Tarea A:
En el texto sobre el PSOE, ¿con qué se ha ahorcado Sánchez?
Tarea B:
Prolonga el texto sobre el PSOE a partir de su última frase, con el mismo tono.

Fragmento del texto:
■ ■ ■
No se trata de elegir o de culpar a Pedro o a Susana. Todos, desde los autoritarismos de González a las insensateces de Zapatero, desde el empeño suicida de Sánchez a la zafiedad de los barones, son culpables de lo ocurrido. No se trata de salvar a unos frente a otros porque alguien consiga reconvertir esto en un tablero de buenos y malos. Es lo más fácil y lo más falso.

Sánchez se ha ahorcado con su propia corbata. Su estimulante propuesta de Gobierno alternativo al PP era cada día más irreal. Incluso, de ser posible, resulta más dañino que Podemos te deje colgado de la brocha estando en el Gobierno que desde la mayoría parlamentaria de la oposición. Las patitas desestabilizadoras que están sacando en municipios y autonomías en los últimos días es solo una muestra. A la primera era difícil, a la segunda, casi imposible, y a la tercera habría sido su final, el suyo y el de su partido.

Si esto ha sido una victoria del aparato sobre las bases es que existe uno de cuya existencia no sabíamos nada. Porque, ¿no había barones con Sánchez?; ¿todos los aparatos regionales iban en su contra?; ¿hay un aparato transversal escondido y conspirador que se impone a todos los demás?

Pero se recurre a la dicotomía fácil. Sabemos que es falsa, pero así entendemos sin incertidumbres. Las cartas están cruzadas y por eso todo es tan borroso. Allí donde el PSOE ha sido más desplazado por Podemos (o por los nacionalistas) el partido aparenta más capacidad para acordar con la novedad, pero sin posibilidad ninguna porque no suman. Baleares sería casi la excepción. Al revés, donde menos ha mordido Podemos, el PSOE lo mira displicente, pero tiene que pactar con ese partido para romper el equilibrio de los dos grandes bloques. Los amores y odios con los nuevos se producen en situaciones contradictorias para pactar con ellos. Luego las simplificaciones son, como siempre, falsas. Cada uno ha resuelto conforme a sus posibilidades y, desde ahí, ha construido discurso y tomado posición. No hay ni izquierdas ni derechas ni mayor o menor modernidad en las respuestas tras haber dejado de ser “la casa común de la izquierda”. Solo hay reacciones de supervivencia.
■ ■ ■
Datos del ejercicio:
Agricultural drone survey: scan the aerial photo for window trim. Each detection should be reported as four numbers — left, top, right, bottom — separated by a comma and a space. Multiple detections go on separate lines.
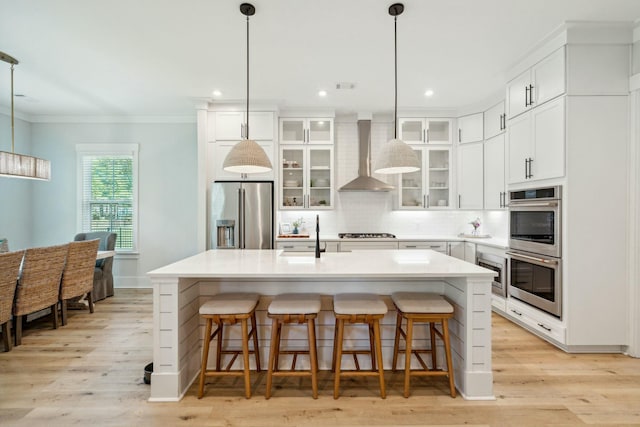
76, 143, 139, 255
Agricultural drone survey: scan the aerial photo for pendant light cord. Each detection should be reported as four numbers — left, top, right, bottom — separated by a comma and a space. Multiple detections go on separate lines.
393, 16, 398, 139
11, 64, 15, 153
245, 12, 249, 139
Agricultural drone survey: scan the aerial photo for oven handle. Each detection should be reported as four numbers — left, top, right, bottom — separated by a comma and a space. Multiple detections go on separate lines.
509, 200, 558, 208
506, 251, 558, 265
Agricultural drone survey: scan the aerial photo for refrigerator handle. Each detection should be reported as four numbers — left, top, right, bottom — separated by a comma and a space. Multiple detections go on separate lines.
238, 188, 245, 249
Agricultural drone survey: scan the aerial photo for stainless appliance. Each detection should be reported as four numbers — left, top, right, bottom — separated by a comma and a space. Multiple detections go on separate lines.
338, 233, 396, 239
476, 252, 507, 298
509, 186, 562, 258
507, 186, 562, 318
340, 120, 393, 191
207, 181, 274, 249
507, 251, 562, 317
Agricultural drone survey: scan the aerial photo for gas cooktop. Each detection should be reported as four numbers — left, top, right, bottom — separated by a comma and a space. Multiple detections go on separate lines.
338, 233, 396, 239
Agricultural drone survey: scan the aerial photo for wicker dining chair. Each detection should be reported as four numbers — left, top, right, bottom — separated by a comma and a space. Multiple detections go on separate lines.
0, 251, 24, 351
60, 239, 100, 326
13, 243, 69, 346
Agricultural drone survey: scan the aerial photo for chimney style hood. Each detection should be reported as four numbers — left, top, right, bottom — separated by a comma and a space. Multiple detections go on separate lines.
339, 120, 394, 191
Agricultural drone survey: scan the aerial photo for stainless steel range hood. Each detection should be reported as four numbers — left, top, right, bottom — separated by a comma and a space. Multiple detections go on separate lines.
339, 120, 394, 191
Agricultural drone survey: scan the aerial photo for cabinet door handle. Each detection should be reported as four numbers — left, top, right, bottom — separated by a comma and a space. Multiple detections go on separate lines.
538, 323, 551, 332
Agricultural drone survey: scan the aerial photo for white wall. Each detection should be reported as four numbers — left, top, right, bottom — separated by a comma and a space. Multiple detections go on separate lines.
0, 114, 34, 250
0, 118, 197, 287
278, 116, 507, 238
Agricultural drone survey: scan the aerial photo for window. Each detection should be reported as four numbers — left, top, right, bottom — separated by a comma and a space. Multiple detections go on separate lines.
76, 144, 138, 252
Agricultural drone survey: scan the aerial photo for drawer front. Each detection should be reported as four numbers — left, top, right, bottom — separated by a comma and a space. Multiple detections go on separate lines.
398, 242, 447, 253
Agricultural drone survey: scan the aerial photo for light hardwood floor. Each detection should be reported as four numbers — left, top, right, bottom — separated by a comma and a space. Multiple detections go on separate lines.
0, 289, 640, 427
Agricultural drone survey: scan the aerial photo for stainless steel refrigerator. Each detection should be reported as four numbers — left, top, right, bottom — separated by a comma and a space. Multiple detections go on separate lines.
207, 181, 274, 249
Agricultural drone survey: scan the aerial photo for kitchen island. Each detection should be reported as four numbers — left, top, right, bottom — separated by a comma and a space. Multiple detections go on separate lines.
149, 249, 495, 401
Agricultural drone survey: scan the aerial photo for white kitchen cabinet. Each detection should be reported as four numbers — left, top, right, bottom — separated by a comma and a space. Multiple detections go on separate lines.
276, 240, 338, 252
280, 145, 335, 209
483, 133, 508, 210
505, 298, 567, 345
398, 240, 447, 254
447, 242, 476, 264
398, 147, 451, 209
280, 117, 334, 145
507, 97, 565, 184
507, 47, 566, 119
213, 140, 277, 181
484, 101, 507, 140
212, 111, 274, 141
447, 242, 464, 259
458, 113, 484, 144
398, 117, 452, 144
458, 142, 484, 209
338, 241, 398, 252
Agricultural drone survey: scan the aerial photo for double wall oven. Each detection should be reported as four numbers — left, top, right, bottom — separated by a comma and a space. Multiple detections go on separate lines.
507, 186, 562, 318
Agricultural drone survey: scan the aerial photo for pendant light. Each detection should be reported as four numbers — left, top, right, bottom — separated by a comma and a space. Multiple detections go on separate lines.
222, 3, 273, 174
0, 52, 51, 181
373, 3, 420, 174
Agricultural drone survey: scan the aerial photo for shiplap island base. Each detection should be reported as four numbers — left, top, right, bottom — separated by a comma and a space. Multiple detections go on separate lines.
149, 250, 495, 401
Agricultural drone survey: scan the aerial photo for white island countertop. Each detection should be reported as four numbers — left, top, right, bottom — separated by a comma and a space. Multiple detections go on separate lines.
149, 249, 495, 280
148, 249, 496, 401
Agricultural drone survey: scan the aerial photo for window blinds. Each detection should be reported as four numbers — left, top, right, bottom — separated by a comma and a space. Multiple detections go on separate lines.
81, 154, 134, 250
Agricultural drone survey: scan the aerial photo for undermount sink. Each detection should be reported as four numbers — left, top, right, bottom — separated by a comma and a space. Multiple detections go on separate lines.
280, 251, 316, 258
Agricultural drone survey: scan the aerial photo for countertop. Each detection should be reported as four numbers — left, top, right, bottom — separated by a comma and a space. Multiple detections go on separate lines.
276, 234, 509, 249
148, 249, 496, 281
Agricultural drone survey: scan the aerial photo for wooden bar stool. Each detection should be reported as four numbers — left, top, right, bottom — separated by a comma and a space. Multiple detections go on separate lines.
198, 293, 260, 399
391, 292, 456, 397
331, 294, 387, 399
265, 294, 322, 399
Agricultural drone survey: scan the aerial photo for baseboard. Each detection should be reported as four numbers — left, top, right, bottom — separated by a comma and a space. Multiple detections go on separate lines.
113, 276, 152, 289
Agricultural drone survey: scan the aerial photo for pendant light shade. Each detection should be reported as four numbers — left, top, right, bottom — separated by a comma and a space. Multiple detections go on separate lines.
373, 3, 420, 174
222, 3, 273, 174
0, 52, 51, 181
222, 139, 273, 173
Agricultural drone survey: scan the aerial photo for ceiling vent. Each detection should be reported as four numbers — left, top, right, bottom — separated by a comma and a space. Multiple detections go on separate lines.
336, 82, 356, 90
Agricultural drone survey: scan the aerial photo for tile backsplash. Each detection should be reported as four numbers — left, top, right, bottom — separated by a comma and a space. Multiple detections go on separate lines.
277, 116, 507, 238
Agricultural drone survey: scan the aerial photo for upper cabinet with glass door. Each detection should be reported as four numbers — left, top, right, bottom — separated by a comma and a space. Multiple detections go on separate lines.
280, 145, 334, 209
280, 117, 334, 144
398, 147, 451, 209
398, 117, 451, 144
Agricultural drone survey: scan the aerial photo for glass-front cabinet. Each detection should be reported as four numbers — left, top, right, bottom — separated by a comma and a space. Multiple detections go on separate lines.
280, 117, 333, 144
398, 147, 451, 209
398, 117, 451, 144
280, 146, 334, 209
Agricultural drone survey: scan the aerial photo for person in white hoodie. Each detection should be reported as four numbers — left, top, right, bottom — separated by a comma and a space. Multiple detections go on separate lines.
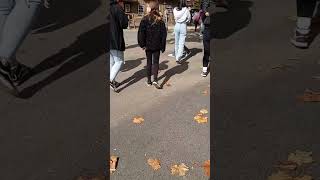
173, 0, 191, 63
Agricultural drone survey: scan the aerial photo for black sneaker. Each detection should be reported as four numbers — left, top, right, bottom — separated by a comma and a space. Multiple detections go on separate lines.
110, 82, 117, 92
152, 82, 161, 89
201, 71, 208, 77
291, 31, 310, 48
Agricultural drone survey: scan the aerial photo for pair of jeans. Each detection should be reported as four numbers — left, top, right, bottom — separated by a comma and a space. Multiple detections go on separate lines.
297, 0, 317, 34
174, 23, 187, 61
202, 27, 210, 67
146, 50, 160, 83
110, 49, 124, 82
0, 0, 42, 61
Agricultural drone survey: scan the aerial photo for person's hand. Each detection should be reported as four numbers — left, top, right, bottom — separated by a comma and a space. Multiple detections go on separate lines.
43, 0, 50, 8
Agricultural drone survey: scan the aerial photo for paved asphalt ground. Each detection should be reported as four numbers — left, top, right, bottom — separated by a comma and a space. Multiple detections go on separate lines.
211, 0, 320, 180
0, 1, 107, 180
110, 30, 210, 180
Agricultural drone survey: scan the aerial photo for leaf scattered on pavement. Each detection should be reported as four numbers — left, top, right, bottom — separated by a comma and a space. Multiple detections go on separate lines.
171, 163, 189, 176
288, 150, 313, 166
133, 116, 144, 124
110, 156, 119, 173
268, 171, 293, 180
298, 89, 320, 102
202, 160, 210, 177
275, 161, 298, 171
293, 175, 313, 180
148, 159, 161, 171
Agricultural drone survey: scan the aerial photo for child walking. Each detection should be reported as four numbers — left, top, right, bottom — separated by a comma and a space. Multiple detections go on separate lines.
138, 1, 167, 89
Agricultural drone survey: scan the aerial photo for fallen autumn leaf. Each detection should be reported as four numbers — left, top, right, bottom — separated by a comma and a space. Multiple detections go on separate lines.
171, 163, 189, 176
148, 159, 161, 171
133, 116, 144, 124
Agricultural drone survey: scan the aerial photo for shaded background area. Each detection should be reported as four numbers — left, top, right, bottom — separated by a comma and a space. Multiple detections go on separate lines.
0, 1, 109, 180
211, 0, 320, 180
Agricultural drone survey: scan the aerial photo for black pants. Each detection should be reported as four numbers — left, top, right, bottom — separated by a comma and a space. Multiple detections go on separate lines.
297, 0, 317, 18
146, 50, 160, 82
202, 27, 210, 67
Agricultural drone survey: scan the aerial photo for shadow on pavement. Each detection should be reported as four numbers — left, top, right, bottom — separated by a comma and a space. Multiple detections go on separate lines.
20, 24, 107, 98
118, 61, 169, 92
121, 58, 145, 72
33, 0, 102, 33
211, 0, 253, 39
159, 62, 189, 88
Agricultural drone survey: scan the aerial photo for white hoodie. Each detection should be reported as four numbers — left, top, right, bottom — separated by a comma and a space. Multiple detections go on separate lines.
173, 7, 191, 23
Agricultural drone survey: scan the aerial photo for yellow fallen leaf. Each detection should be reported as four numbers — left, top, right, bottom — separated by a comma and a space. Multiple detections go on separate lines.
133, 116, 144, 124
171, 163, 189, 176
200, 109, 208, 114
110, 156, 119, 173
268, 171, 293, 180
293, 175, 313, 180
288, 150, 313, 166
148, 159, 161, 171
275, 161, 298, 171
202, 160, 210, 177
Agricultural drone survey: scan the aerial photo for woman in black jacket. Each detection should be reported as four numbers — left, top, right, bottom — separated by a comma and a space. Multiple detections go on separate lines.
138, 1, 167, 89
110, 0, 129, 92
■ ■ ■
Respuesta escrita A:
Con su propia corbata.

Respuesta escrita B:
Pero los perdedores momentáneos han popularizado esa imagen del débil derrotado por los fuertes. La víctima es hoy un personaje tan de moda que nos evita interrogarnos por su auténtica condición. Por eso, esa falsa pugna entre idealidad y pragmatismo, entre el deber ser y el ser, deriva a una parte de los socialistas a los territorios ya ocupados por Podemos: los de la afirmación performativa, que pretende crear realidad por sí misma, por su simple invocación, aunque la realidad se empeñe en quitarle la razón. “No es no”, pero ¿dónde lleva eso? ¿Cambia los resultados? ¿Evita ir a una tercera votación? ¿No será esa ya la debacle definitiva? Igual sucede con la reiteración alegre de imágenes tramposas: abajo y arriba, nuevos y viejos, base y aparato, democracia e imposición, ilusión e Ibex 35. Por lo visto, el populismo no deja de atraer.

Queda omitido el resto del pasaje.